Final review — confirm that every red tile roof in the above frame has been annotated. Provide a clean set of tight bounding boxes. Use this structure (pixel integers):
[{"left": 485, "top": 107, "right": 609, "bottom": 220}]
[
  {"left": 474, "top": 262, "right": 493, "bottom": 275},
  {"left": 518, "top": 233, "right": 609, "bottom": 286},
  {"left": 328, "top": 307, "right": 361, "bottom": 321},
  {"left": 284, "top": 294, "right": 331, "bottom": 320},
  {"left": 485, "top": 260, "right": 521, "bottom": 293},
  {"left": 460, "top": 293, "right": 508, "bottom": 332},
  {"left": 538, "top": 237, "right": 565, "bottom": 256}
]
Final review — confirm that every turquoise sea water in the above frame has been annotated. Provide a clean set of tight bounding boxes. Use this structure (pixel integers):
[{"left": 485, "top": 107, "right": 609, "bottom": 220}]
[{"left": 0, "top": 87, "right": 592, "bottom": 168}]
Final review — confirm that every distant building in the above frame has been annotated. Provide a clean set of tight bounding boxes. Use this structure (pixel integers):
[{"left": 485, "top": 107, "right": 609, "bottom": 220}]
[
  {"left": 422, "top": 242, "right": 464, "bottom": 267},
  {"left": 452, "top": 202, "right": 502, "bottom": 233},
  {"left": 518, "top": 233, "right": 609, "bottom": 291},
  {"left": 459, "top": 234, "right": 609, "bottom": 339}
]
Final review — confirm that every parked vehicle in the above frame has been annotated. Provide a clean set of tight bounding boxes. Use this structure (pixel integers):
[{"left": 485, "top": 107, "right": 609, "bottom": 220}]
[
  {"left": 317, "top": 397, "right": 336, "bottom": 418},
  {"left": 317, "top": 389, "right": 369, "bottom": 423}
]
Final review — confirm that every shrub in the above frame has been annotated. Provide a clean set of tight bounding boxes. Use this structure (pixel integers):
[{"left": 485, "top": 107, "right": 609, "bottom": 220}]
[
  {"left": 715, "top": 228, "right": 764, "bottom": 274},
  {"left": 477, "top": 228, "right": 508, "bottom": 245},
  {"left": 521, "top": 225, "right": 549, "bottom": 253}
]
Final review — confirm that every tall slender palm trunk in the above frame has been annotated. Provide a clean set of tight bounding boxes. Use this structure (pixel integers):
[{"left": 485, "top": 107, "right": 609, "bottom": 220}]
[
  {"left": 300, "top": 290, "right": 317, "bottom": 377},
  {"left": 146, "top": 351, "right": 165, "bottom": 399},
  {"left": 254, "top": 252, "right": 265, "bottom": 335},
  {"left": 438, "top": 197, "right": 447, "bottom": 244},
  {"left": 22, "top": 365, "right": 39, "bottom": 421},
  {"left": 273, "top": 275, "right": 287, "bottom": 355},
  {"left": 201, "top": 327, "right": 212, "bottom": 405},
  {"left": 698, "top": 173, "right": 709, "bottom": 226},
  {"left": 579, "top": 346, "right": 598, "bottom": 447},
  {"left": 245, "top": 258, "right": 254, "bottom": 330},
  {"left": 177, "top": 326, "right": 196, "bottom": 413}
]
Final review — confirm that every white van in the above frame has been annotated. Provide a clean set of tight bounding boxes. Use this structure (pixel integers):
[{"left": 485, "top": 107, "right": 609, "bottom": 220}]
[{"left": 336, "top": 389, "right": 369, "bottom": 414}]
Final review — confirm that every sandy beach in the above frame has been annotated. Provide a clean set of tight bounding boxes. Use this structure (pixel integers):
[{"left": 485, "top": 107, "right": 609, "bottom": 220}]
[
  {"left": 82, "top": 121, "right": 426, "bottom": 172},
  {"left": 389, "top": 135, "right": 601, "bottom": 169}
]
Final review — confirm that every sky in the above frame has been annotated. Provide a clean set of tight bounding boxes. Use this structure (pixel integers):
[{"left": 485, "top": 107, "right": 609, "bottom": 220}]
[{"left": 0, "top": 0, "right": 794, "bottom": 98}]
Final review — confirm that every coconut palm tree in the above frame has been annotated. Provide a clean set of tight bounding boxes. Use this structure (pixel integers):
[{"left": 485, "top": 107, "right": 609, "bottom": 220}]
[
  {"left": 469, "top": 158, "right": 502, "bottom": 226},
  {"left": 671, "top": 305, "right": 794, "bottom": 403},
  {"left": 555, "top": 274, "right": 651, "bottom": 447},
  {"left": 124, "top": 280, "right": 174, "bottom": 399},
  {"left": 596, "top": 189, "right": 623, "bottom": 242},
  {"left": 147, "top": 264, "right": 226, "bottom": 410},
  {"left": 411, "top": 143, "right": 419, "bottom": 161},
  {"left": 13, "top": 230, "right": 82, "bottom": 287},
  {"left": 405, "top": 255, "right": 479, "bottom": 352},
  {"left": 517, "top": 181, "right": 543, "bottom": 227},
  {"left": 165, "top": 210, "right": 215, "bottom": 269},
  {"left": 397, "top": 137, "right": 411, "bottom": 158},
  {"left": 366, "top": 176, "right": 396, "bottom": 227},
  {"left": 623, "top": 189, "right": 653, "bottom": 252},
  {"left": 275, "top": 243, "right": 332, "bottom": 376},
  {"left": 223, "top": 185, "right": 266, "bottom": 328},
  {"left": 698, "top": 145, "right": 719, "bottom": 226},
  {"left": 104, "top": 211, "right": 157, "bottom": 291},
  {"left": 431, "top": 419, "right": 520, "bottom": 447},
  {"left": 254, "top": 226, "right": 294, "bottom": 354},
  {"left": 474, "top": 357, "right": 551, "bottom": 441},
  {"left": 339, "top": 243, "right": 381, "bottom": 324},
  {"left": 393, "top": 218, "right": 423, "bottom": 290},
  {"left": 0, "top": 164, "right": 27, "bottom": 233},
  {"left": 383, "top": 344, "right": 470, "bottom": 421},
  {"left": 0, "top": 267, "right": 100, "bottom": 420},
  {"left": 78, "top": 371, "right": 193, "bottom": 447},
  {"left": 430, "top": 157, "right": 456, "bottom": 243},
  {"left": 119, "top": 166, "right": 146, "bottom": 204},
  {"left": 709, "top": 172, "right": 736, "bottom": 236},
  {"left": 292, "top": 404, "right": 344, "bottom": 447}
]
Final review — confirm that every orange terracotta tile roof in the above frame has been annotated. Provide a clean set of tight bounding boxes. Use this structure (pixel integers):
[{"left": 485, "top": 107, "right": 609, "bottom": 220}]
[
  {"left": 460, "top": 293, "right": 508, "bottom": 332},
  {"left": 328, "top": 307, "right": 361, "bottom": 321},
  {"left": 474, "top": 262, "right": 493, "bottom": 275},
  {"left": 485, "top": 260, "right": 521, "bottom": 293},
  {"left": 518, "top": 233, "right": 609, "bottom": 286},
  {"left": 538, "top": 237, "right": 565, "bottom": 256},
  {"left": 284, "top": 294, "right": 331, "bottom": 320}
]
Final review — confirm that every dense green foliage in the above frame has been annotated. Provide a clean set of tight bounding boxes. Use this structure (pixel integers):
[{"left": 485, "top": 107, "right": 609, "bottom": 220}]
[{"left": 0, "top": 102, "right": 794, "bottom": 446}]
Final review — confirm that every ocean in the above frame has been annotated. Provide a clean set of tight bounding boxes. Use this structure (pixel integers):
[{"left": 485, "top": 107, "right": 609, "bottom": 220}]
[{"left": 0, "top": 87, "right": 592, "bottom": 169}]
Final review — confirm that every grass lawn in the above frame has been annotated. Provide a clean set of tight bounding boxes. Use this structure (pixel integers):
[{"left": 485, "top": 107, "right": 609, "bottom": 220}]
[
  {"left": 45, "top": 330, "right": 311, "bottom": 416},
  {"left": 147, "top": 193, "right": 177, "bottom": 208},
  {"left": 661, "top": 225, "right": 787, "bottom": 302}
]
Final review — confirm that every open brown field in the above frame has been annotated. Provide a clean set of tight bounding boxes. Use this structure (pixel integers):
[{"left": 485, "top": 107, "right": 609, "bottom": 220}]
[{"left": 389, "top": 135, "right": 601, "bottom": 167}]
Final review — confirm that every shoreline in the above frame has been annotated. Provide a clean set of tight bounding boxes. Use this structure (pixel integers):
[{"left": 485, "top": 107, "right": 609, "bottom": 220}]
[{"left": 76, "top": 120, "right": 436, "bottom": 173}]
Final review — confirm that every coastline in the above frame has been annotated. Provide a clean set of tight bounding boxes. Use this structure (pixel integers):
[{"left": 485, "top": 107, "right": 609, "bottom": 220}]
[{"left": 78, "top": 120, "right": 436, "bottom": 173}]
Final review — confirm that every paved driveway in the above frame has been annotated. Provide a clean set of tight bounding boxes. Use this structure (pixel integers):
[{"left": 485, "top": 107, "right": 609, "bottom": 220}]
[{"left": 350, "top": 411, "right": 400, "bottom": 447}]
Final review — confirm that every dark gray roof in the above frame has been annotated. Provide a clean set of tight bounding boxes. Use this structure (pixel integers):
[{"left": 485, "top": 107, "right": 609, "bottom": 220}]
######
WHAT YOU NEED TO DO — Copy word for word the lines from the one containing "Final review — confirm that every dark" through the last line above.

TASK OUTPUT —
Final review — confirm that every dark gray roof in the above frame has been annotated. Provide a clean set of tight bounding boxes. Use this structure (pixel integers):
[{"left": 485, "top": 107, "right": 609, "bottom": 220}]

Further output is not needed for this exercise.